Entries from an annotation dataset
********
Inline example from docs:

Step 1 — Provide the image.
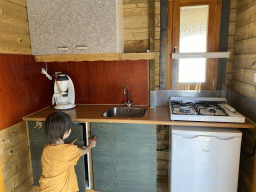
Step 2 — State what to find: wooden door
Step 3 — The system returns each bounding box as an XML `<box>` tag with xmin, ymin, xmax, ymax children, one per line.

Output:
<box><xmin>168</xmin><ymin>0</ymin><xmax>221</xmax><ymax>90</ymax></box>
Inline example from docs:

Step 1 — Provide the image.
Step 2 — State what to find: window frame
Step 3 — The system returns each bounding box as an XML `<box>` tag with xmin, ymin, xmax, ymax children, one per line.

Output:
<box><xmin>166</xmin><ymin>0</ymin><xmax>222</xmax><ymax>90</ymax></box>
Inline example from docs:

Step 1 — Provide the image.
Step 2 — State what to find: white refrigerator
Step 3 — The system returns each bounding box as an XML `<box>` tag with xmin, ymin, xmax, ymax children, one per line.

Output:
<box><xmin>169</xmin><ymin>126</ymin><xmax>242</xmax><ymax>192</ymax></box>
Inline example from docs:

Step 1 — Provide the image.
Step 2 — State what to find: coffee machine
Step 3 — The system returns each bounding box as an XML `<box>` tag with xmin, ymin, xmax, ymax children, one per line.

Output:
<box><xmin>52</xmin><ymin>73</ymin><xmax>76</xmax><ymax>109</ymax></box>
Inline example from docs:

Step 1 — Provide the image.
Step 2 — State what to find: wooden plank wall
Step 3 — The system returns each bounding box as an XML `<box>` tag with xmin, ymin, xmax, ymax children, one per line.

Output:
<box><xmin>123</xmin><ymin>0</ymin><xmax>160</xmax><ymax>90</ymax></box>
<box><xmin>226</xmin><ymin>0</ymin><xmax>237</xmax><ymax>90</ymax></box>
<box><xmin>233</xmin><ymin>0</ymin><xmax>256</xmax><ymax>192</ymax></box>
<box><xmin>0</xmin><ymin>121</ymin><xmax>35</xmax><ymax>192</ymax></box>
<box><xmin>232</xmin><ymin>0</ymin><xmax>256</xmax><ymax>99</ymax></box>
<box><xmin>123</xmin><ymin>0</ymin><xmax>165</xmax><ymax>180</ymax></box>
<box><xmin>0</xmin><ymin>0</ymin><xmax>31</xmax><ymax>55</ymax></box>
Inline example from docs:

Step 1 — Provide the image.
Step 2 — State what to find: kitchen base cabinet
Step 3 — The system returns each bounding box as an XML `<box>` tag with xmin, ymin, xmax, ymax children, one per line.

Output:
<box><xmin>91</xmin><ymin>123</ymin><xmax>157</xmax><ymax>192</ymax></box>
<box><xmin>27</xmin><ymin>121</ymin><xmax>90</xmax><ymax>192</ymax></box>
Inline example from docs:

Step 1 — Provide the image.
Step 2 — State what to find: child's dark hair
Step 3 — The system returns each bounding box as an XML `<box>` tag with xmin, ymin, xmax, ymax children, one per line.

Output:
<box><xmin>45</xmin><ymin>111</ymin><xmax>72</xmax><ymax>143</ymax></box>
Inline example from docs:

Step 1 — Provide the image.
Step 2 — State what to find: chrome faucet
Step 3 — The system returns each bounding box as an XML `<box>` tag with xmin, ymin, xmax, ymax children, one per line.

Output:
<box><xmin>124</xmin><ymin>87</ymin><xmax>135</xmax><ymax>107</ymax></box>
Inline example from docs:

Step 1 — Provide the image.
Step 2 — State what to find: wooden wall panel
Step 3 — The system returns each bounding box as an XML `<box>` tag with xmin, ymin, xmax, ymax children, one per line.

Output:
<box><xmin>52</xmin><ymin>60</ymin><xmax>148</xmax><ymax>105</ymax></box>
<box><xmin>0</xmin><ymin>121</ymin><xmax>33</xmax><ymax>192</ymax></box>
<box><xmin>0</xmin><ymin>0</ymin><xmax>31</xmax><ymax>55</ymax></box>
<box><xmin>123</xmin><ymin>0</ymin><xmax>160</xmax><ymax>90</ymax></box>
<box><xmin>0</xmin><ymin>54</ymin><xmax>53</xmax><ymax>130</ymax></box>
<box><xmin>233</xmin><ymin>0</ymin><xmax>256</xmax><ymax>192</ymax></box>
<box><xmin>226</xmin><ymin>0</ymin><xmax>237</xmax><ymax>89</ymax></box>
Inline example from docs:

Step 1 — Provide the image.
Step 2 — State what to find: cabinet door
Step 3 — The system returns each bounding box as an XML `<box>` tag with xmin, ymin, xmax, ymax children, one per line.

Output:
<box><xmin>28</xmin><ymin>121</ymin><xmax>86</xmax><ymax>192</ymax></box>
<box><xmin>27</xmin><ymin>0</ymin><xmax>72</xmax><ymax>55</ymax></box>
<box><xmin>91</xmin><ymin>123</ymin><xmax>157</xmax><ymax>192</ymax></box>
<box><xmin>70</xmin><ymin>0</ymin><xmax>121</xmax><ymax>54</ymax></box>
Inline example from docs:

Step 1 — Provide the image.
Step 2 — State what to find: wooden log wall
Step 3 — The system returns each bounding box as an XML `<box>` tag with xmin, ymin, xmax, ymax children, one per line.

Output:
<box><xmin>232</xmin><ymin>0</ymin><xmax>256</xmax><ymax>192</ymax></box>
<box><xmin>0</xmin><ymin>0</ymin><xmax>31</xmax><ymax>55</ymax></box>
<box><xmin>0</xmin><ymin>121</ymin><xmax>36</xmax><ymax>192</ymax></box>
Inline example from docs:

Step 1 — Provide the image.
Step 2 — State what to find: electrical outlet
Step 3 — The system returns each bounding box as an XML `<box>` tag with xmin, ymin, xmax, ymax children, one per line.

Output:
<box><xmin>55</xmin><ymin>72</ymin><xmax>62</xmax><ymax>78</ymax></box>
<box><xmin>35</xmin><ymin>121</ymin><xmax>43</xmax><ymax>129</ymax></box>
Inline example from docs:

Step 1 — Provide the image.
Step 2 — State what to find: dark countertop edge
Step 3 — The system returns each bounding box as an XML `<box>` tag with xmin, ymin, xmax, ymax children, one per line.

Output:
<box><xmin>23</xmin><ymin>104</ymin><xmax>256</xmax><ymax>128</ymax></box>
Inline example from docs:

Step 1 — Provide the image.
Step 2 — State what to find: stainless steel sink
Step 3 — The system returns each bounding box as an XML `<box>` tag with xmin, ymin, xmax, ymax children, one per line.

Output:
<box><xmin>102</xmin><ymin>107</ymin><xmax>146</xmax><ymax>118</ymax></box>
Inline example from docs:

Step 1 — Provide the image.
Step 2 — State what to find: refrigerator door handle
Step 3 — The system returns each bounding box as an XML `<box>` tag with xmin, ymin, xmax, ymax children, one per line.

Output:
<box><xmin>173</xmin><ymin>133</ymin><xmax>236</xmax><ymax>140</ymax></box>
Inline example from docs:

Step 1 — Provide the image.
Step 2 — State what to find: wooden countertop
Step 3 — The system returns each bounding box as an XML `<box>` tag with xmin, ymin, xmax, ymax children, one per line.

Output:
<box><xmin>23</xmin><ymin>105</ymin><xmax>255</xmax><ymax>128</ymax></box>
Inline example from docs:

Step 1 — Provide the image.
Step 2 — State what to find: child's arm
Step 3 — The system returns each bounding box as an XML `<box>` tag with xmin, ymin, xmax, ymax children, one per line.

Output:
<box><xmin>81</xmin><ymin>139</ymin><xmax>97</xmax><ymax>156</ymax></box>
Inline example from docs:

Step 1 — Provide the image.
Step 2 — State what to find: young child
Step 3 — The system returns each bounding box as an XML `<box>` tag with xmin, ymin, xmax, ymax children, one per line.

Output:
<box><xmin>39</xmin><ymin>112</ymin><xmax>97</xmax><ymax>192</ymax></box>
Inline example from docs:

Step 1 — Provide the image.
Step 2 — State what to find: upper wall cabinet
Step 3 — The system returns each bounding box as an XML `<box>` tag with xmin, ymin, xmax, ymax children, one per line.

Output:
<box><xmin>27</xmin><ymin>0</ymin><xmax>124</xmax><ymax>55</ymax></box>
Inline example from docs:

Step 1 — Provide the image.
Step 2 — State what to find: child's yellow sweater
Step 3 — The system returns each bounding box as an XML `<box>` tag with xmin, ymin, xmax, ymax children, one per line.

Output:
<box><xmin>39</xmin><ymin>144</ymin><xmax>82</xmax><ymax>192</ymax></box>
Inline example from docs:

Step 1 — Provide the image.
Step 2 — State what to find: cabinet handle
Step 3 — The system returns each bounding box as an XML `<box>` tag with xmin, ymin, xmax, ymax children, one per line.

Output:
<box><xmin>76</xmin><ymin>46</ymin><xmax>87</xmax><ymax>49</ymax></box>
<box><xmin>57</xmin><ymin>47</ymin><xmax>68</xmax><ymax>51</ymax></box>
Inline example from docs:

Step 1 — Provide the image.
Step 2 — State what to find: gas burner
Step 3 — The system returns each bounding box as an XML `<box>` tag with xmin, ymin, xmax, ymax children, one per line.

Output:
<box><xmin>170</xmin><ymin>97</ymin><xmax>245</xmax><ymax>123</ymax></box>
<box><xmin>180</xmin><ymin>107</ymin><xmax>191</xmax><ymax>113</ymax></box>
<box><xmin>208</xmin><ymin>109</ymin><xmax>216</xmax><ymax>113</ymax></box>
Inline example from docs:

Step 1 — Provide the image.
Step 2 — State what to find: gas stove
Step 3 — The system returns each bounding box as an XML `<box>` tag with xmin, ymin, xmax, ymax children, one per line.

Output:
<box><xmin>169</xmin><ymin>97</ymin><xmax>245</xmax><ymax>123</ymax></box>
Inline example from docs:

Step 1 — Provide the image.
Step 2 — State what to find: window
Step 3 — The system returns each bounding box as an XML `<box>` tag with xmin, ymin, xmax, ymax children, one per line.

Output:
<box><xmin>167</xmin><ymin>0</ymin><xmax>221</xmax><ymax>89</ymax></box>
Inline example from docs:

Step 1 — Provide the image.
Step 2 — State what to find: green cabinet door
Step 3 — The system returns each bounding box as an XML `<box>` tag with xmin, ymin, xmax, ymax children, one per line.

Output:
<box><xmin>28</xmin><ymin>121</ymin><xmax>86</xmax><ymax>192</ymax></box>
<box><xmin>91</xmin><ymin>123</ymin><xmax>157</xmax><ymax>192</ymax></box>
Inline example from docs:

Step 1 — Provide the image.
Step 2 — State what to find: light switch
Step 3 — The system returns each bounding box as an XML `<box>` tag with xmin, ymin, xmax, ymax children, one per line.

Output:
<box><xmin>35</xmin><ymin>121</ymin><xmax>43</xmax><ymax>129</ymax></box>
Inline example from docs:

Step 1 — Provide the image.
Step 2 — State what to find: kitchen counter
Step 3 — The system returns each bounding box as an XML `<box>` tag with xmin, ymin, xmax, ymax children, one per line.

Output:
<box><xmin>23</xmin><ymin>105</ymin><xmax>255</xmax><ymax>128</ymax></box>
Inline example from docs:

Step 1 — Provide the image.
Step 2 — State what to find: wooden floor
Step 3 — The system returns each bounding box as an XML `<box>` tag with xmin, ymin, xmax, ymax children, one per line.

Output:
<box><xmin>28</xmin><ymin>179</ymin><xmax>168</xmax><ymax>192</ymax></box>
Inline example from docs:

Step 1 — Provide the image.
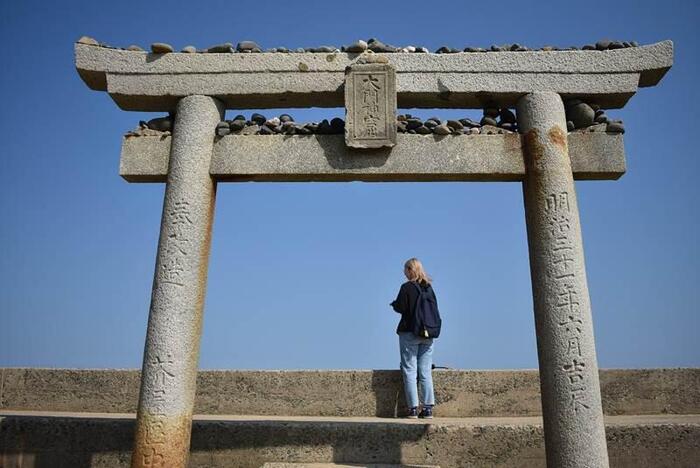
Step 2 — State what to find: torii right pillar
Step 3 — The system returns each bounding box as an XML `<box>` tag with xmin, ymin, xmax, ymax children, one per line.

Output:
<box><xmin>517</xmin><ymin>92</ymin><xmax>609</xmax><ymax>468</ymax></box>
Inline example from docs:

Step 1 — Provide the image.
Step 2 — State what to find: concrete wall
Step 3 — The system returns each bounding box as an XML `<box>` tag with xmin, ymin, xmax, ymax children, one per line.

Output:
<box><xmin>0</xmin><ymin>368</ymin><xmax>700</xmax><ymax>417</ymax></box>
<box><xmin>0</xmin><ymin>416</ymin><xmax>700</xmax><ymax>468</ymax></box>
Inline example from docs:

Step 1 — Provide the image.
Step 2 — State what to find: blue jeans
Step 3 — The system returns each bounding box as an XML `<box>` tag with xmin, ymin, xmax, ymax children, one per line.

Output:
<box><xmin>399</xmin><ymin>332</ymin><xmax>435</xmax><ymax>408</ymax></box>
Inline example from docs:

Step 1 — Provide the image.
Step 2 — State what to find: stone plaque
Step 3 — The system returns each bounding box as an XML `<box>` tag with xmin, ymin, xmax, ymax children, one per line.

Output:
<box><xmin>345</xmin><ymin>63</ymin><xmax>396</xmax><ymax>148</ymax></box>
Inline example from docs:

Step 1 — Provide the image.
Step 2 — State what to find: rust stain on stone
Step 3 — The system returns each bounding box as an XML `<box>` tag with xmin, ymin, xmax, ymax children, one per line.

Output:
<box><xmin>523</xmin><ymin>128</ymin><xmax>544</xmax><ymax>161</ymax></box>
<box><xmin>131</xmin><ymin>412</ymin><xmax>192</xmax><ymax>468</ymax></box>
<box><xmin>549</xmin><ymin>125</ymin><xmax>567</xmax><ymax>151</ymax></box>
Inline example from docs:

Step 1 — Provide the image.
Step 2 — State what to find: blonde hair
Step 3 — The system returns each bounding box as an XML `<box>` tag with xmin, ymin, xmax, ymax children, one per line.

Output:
********
Task
How many of the lines above contain the word "handle"? Case counts; reply with only the number.

Exercise result
2